§ **Annotated photo localization data**
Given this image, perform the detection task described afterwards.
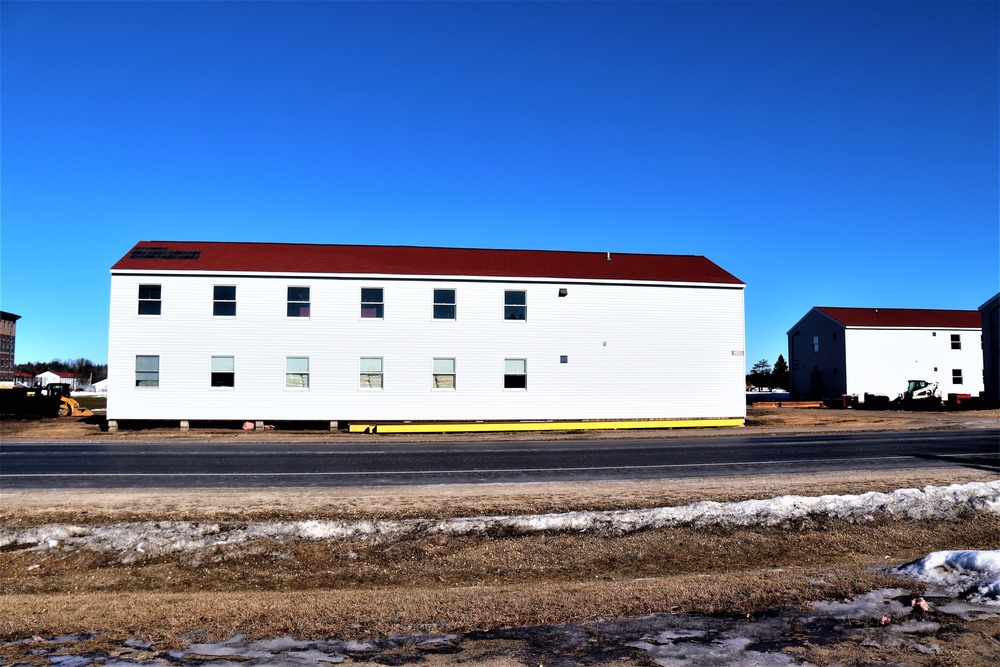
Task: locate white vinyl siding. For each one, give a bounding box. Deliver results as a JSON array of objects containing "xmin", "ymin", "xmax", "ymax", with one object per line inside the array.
[
  {"xmin": 843, "ymin": 328, "xmax": 984, "ymax": 400},
  {"xmin": 108, "ymin": 274, "xmax": 745, "ymax": 421}
]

§ **Task details**
A faithful copy of each entry is required, and no picture may be carried into it.

§ **Answer area**
Given this image, perform the detection task described afterwards.
Task: locate white vinyl siding. For each one, give a bounding box. Deliver results as a JSON array of objects containing "xmin", "ymin", "xmax", "ymax", with one object per line inside the array.
[
  {"xmin": 843, "ymin": 328, "xmax": 984, "ymax": 400},
  {"xmin": 108, "ymin": 274, "xmax": 745, "ymax": 421}
]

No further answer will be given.